SOURCE DOCUMENT -

------------------------------------------------------------------------

FryDay is a 2018 Indian comedy-drama film directed by Abhishek Dogra. It is produced by Sajid Qureshi and PVR Pictures and stars Govinda, Varun Sharma, Prabhleen Sandhu and Digangana Suryavanshi in lead roles. The film was scheduled to release on 11 May 2018. It was released on 12 October 2018.

Plot 
Rajeev is a salesman who works for Pavitra Paani Purifiers. He was unable to sell any water purifiers for the few days. So his boss gives him the last chance. Rajeev goes to his friends' restaurant and he tells him that Gagan's wife needs a purifier. Gagan is a stage actor and his wife works for NGO. And she goes to shimla for few days. Gagan calls a girl and she arrives at his home.  And suddenly Gagan finds a thief in his house.  The thief blackmails him for Gagan was having an extramarital affair. And Rajeev calls Gagan's wife and she says that her husband will be present at her house and Rajeev goes to the house and misunderstands the girl as Gagan's wife and comical incidence takes place at the house.

------------------------------------------------------------------------

ENTRIES PROVIDED -

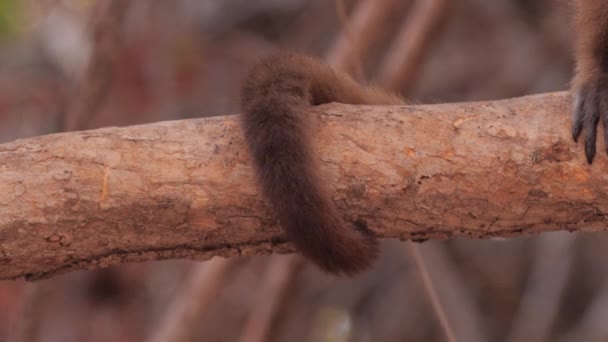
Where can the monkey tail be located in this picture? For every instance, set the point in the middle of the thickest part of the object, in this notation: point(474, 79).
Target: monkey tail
point(275, 97)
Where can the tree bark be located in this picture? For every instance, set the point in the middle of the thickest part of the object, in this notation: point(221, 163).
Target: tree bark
point(185, 189)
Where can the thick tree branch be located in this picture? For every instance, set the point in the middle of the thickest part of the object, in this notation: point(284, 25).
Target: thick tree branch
point(185, 189)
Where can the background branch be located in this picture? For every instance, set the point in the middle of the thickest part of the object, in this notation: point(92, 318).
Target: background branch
point(184, 189)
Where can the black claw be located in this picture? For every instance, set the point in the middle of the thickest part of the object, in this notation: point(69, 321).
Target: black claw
point(590, 148)
point(576, 130)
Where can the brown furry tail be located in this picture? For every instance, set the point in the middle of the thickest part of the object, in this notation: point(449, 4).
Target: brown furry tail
point(275, 98)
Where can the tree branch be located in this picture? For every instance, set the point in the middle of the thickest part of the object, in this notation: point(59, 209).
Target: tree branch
point(185, 189)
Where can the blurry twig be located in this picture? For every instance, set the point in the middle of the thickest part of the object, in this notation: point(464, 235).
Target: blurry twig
point(184, 314)
point(449, 290)
point(550, 273)
point(431, 292)
point(399, 66)
point(276, 281)
point(30, 317)
point(367, 25)
point(108, 17)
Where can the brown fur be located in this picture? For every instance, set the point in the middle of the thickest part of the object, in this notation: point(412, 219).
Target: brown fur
point(590, 84)
point(275, 97)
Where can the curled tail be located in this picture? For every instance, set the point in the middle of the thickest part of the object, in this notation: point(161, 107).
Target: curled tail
point(275, 97)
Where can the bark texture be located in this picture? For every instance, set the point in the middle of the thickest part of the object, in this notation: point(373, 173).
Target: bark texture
point(185, 189)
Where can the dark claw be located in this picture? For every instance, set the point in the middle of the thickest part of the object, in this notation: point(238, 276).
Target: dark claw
point(578, 116)
point(590, 147)
point(587, 116)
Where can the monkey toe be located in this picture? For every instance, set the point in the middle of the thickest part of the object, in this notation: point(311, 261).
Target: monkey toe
point(590, 103)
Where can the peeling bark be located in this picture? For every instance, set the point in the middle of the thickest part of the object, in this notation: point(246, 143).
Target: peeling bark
point(185, 189)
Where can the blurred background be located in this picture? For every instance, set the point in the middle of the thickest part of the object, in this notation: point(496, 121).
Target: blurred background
point(81, 64)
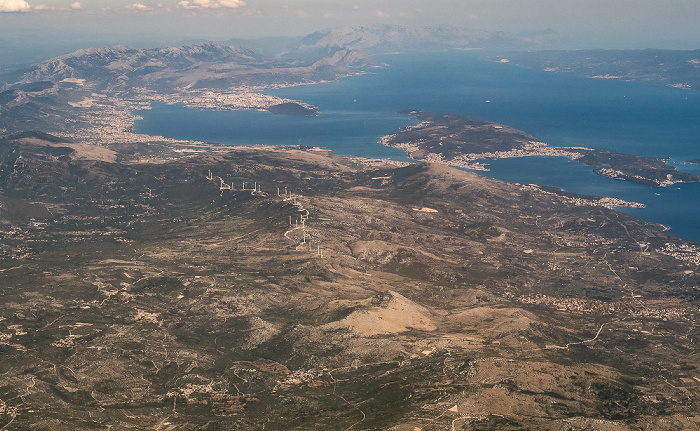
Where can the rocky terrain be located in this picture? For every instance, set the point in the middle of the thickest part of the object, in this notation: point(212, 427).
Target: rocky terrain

------------------------------------------------------------------------

WHAT TO PRODUCE -
Retype the FryDay film text word for word, starting at "FryDay is a" and continuing down to "12 October 2018.".

FULL RESPONSE -
FryDay is a 2018 Indian comedy-drama film directed by Abhishek Dogra. It is produced by Sajid Qureshi and PVR Pictures and stars Govinda, Varun Sharma, Prabhleen Sandhu and Digangana Suryavanshi in lead roles. The film was scheduled to release on 11 May 2018. It was released on 12 October 2018.